# Data records
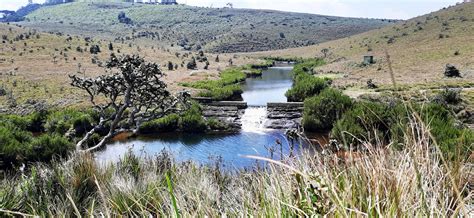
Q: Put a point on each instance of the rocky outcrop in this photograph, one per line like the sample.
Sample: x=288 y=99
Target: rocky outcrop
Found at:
x=284 y=115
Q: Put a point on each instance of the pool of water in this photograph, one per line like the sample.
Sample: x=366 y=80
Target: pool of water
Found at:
x=271 y=87
x=232 y=149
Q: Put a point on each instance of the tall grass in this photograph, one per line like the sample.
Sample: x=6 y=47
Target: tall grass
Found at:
x=381 y=182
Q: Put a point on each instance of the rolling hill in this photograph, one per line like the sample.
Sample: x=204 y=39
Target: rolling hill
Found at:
x=218 y=30
x=34 y=66
x=419 y=49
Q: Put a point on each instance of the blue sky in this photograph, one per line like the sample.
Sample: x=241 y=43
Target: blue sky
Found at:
x=397 y=9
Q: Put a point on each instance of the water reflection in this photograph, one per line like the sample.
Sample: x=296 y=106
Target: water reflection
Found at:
x=198 y=148
x=271 y=87
x=231 y=149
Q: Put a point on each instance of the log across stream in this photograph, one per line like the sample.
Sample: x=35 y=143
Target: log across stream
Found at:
x=230 y=149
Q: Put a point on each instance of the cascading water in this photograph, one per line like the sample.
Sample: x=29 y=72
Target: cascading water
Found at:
x=253 y=119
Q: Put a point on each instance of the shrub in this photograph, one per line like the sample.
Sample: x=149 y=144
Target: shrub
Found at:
x=215 y=124
x=192 y=120
x=320 y=112
x=376 y=122
x=46 y=147
x=13 y=144
x=32 y=122
x=448 y=96
x=226 y=88
x=364 y=121
x=191 y=65
x=62 y=121
x=305 y=84
x=166 y=124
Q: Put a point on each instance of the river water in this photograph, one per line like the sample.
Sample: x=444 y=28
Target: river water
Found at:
x=230 y=149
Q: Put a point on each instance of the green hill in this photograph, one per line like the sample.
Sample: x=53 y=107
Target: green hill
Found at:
x=213 y=29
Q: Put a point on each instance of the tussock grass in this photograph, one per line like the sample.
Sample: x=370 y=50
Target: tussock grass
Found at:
x=411 y=182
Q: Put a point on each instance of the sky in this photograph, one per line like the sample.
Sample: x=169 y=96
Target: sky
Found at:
x=393 y=9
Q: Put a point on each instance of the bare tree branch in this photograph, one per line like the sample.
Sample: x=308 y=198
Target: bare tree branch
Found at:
x=134 y=93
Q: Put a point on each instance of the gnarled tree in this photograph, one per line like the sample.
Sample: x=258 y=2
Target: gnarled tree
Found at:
x=131 y=94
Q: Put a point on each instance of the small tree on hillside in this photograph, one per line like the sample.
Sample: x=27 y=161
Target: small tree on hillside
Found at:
x=130 y=96
x=325 y=52
x=192 y=64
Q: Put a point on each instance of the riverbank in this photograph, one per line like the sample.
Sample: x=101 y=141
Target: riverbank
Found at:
x=311 y=185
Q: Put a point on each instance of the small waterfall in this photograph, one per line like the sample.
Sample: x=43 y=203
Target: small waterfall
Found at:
x=254 y=119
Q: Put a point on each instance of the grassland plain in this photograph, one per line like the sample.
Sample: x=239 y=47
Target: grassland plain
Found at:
x=36 y=65
x=419 y=50
x=214 y=29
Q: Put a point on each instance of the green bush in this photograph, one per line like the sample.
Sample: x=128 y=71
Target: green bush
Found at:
x=306 y=86
x=365 y=121
x=226 y=88
x=217 y=125
x=229 y=92
x=46 y=147
x=61 y=121
x=379 y=123
x=32 y=122
x=166 y=124
x=13 y=144
x=19 y=146
x=320 y=112
x=192 y=120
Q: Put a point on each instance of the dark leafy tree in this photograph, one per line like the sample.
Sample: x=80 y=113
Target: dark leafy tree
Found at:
x=325 y=52
x=192 y=64
x=95 y=49
x=131 y=95
x=124 y=19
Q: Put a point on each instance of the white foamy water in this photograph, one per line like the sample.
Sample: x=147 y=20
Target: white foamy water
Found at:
x=254 y=119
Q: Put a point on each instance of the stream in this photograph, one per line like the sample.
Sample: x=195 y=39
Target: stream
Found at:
x=229 y=149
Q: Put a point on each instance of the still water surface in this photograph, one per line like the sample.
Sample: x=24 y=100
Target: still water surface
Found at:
x=230 y=149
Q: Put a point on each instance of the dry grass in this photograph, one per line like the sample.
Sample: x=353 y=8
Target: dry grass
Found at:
x=418 y=53
x=37 y=76
x=413 y=182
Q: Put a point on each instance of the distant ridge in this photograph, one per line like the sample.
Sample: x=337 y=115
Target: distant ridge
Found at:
x=193 y=28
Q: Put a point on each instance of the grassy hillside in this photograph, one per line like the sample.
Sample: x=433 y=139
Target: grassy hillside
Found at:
x=34 y=66
x=217 y=30
x=419 y=48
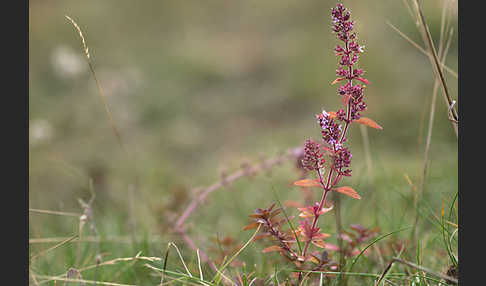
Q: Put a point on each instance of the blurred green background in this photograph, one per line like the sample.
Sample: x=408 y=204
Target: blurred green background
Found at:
x=199 y=87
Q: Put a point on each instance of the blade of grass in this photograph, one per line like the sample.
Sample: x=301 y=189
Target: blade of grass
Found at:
x=217 y=278
x=54 y=212
x=437 y=68
x=43 y=252
x=287 y=218
x=100 y=91
x=373 y=242
x=451 y=71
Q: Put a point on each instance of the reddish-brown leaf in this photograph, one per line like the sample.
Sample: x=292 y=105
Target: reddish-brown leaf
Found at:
x=348 y=191
x=319 y=243
x=332 y=114
x=292 y=204
x=346 y=99
x=272 y=248
x=363 y=80
x=308 y=183
x=337 y=80
x=251 y=226
x=331 y=247
x=260 y=236
x=368 y=122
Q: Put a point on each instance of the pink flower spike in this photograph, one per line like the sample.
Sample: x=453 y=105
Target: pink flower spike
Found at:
x=363 y=80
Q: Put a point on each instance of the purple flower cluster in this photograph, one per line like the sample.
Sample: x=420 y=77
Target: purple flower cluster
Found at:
x=333 y=135
x=342 y=159
x=349 y=55
x=330 y=130
x=313 y=158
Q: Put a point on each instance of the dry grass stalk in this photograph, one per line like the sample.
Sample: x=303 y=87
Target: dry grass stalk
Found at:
x=228 y=179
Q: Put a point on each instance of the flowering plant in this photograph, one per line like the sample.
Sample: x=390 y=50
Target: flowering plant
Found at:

# Exercise details
Rewrite the part of the items running from the start through the line containing "x=232 y=149", both ends included, with the requests kept as they are and each answer coordinate multiplied by 0.85 and rounded to a whole number, halves rounded up. Leave the pictures out.

# Written solution
Q: Put a point on each instance of the rocky outcrop in this photograph, one per line like the sample.
Sample: x=288 y=99
Target: rocky outcrop
Found at:
x=241 y=98
Q: Put a point on each instance of the pool of water in this photograph, one per line like the sample.
Sample: x=366 y=80
Target: pool of water
Found at:
x=230 y=74
x=197 y=127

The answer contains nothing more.